*** Opening Document passage ***

LONG BEACH, Calif. – Long Beach State and Hawaii came together in a moment much bigger than basketball prior to tip-off, as both teams stood together wearing pink and holding up signs for Play4Kay to bring awareness to breast cancer. The two teams encouraged the 1,504 fans in the Walter Pyramid to do the same in a touching pregame moment, before the Beach dropped an 80-68 decision to Hawaii.

Long Beach State (11-15, 6-10 Big West) was led by five double-figure scorers in front of their largest home crowd since 2019. Meanwhile, Hawaii (16-9, 13-3 Big West) boasted a 29-point showing from Daejah Phillips.

Cheyenne Givens led the Beach with 14 points, while Savannah Tucker, Casey Valenti-Paea, and Sydney Woodley each added 12. Patricia Chung rounded out the group with 10 points. Woodley once again turned in a solid performance grabbing eight rebounds to go along with six steals, and one assist. Chung led the team with four assists on the night, while adding five boards, and one steal.

Hawaii took an early lead in the first quarter and never looked back. The Bows led throughout the game allowing the Beach to tie the score only once over 40 minutes of action.

The Beach fell behind 10-2 after an 8-0 Hawaii run in the first quarter. The Rainbow Wahine then scored seven-straight to open up a 17-5 advantage, before taking a 19-11 lead into the second quarter.

*** Closing Document passage ***

Task objective:
Reproduce the game recap word for word, beginning at the words "Cheyenne Givens led" and stopping after the words "minutes of action.". Rely only on the game recap above.

*** Opening Records shown ***

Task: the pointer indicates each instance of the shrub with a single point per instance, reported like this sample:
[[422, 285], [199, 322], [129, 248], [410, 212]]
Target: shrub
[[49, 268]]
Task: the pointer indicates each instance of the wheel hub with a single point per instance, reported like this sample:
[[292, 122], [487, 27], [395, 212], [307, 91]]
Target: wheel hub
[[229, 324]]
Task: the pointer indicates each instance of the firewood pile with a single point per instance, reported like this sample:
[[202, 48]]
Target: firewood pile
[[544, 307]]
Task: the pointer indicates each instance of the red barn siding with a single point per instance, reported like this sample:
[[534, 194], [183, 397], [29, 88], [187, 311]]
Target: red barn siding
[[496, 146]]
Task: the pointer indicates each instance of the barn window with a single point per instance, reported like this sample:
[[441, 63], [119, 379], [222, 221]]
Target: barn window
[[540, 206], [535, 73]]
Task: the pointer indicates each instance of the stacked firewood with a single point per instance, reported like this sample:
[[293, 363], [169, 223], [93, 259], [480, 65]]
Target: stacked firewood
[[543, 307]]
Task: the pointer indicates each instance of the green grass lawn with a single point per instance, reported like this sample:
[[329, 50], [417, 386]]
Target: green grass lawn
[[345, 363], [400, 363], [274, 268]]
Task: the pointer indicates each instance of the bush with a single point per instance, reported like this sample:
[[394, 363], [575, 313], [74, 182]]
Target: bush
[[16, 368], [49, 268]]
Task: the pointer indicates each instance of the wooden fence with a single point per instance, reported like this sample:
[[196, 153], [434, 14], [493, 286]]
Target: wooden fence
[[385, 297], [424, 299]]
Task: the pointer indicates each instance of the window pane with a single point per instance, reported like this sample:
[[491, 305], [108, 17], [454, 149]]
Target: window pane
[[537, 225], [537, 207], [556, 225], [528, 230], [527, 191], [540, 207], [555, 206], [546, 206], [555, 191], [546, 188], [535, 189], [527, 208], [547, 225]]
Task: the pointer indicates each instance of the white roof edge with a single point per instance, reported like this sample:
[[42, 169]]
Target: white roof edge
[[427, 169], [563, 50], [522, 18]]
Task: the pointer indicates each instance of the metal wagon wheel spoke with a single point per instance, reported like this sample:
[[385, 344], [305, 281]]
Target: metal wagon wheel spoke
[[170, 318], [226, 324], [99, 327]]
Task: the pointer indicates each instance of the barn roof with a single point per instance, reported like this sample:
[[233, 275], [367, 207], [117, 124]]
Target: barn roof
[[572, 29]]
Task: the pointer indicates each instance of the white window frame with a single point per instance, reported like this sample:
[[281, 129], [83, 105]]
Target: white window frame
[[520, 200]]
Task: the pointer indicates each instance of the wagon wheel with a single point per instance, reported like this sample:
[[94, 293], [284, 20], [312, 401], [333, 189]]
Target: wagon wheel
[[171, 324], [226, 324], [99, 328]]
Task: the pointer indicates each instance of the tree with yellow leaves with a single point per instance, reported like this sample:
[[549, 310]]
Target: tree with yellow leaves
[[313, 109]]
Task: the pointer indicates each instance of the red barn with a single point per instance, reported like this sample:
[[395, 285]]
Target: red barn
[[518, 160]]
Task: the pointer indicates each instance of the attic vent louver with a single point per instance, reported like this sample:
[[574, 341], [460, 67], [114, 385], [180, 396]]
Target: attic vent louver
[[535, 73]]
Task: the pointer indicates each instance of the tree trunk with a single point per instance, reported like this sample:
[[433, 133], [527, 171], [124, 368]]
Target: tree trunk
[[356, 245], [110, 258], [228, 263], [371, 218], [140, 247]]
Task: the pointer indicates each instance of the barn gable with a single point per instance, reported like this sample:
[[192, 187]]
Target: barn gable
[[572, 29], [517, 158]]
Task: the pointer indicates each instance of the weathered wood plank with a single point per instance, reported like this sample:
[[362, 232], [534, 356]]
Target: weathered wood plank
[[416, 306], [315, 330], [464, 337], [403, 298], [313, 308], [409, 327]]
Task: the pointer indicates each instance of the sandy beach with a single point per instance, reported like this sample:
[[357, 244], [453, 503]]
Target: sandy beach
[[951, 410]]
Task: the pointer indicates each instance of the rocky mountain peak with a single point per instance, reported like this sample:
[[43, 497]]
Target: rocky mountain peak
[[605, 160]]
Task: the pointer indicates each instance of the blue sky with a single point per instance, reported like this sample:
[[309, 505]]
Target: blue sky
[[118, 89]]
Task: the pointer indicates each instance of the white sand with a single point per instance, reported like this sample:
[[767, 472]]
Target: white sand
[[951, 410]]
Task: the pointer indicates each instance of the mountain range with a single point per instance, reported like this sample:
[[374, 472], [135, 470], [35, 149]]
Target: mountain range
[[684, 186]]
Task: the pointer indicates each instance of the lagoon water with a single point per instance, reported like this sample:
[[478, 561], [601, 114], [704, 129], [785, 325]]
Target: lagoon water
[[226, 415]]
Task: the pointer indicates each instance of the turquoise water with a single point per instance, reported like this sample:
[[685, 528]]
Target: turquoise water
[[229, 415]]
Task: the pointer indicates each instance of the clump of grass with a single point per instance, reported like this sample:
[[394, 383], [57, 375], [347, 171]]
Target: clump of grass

*** Closing Records shown ***

Response for this exercise:
Cheyenne Givens led the Beach with 14 points, while Savannah Tucker, Casey Valenti-Paea, and Sydney Woodley each added 12. Patricia Chung rounded out the group with 10 points. Woodley once again turned in a solid performance grabbing eight rebounds to go along with six steals, and one assist. Chung led the team with four assists on the night, while adding five boards, and one steal.

Hawaii took an early lead in the first quarter and never looked back. The Bows led throughout the game allowing the Beach to tie the score only once over 40 minutes of action.